▶ [Task objective]:
Exactly as written, retype the listing below, omitting the pictures.

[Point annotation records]

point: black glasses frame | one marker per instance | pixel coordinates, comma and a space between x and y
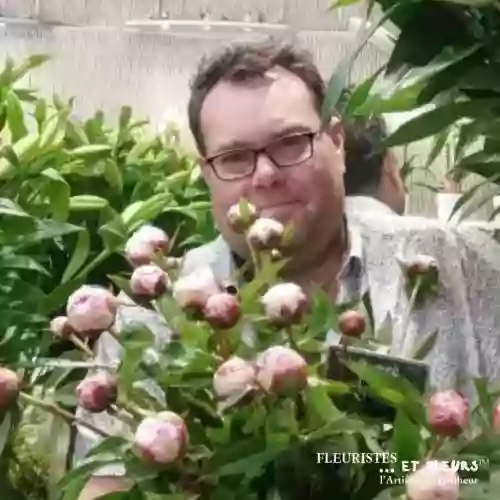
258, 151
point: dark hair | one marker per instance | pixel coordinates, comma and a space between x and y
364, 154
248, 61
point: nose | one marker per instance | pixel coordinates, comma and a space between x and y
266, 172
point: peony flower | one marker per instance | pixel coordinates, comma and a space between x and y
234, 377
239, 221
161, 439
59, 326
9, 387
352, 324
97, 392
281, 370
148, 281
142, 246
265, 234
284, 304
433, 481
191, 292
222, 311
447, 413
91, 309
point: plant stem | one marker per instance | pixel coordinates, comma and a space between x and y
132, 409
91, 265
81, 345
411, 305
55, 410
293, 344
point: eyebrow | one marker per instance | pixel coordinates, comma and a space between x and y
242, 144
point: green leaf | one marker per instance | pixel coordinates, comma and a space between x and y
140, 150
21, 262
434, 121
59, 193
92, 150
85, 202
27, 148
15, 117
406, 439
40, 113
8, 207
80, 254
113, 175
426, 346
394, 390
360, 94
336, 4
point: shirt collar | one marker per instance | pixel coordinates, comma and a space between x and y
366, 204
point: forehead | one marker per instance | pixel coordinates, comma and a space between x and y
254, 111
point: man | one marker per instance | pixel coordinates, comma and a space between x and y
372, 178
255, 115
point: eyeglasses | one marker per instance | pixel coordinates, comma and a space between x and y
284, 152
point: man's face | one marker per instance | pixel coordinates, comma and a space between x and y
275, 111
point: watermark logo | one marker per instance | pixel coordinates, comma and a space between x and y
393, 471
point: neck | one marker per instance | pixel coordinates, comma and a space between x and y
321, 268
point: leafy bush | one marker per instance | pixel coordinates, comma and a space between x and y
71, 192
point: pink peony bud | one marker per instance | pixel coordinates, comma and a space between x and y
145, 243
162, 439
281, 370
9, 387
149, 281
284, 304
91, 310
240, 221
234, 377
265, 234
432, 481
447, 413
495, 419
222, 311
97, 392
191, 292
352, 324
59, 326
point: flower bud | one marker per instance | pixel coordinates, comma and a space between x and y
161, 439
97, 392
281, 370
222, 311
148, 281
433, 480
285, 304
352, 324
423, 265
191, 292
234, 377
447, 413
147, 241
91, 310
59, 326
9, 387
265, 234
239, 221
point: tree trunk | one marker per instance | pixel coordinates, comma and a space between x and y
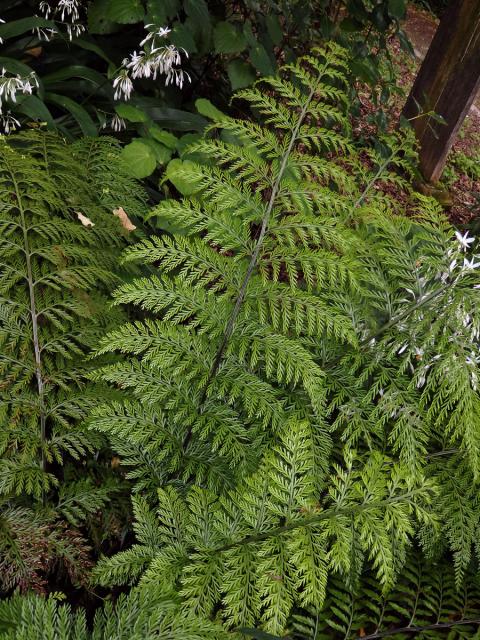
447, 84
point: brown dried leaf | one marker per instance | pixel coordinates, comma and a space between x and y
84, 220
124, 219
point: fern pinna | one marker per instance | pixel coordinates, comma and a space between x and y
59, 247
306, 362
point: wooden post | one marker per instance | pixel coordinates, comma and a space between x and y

▶ [Finished exercise]:
point: black glasses frame | one marker per instance | pixel coordinates, comma and a space between x and y
258, 151
point: dark hair | one marker per instance | pixel coordinates, comma and a space between x and y
364, 154
248, 61
point: nose | one marker per instance | pixel coordinates, comma and a space between x and y
266, 172
point: peony flower | one marker per instance | pixel coordinates, comma and a space between x and y
234, 377
239, 221
161, 439
59, 326
9, 387
352, 324
97, 392
281, 370
148, 281
142, 246
265, 234
284, 304
433, 481
191, 292
222, 311
447, 413
91, 309
point: plant stem | one marker per instance | pixel coordinates, comma and a space between x and y
132, 409
91, 265
81, 345
411, 305
55, 410
293, 344
point: eyebrow | one marker per instance | pixel coordinates, comma and a space between x and y
242, 144
point: green leaf | one marker per instance | pixel coordinates, comma and a space between x and y
140, 150
21, 262
434, 121
59, 193
92, 150
85, 202
27, 148
15, 117
406, 439
40, 113
8, 207
80, 254
113, 175
426, 346
394, 390
360, 94
336, 4
point: shirt collar | one marker per instance | pixel coordinates, comma and a space between x and y
366, 204
point: forehead | one marker per instance | pixel coordinates, comma and a space between x and y
254, 111
point: man | one marker per instance | pixel coordinates, comma and a space between x and y
372, 178
255, 115
point: eyeglasses | one marker per instance | pixel coordinates, comma and a space between x and y
284, 152
point: man's face | one marker per instance | pixel coordinates, comma and a space between x and y
275, 111
point: watermark logo | one marker per instance | pixel coordinates, comma and a space between x and y
393, 471
point: neck | one marker per instance | pixel coordinates, comma and a space between x and y
321, 268
point: leafy bush | one marker per instance | pixel coordinates, comma and a space between x and y
71, 192
point: pink peony bud | one marker per instance | pixel coordinates, comma and a space between x and y
145, 243
162, 439
281, 370
9, 387
149, 281
284, 304
91, 310
240, 221
234, 377
265, 234
432, 481
447, 413
495, 419
222, 311
97, 392
191, 292
352, 324
59, 326
point: flower bud | one marker per instance | pixel coordinates, comma and a space between x and y
161, 439
97, 392
281, 370
222, 311
148, 281
433, 480
285, 304
352, 324
423, 265
191, 292
234, 377
447, 413
147, 241
91, 310
59, 326
9, 387
265, 234
239, 221
point: tree trunk | one marker per instance | pixel coordinates, comma and a space between x and y
447, 84
point: brown dried leaf | one marker per instance | pixel coordinates, comma and a space between x and y
84, 220
124, 219
point: fern pinna | one marker per instance | pixel coordinates, comma and a space between x and y
59, 247
306, 362
point: wooden post | one marker per instance | pixel coordinates, comma and a space between x and y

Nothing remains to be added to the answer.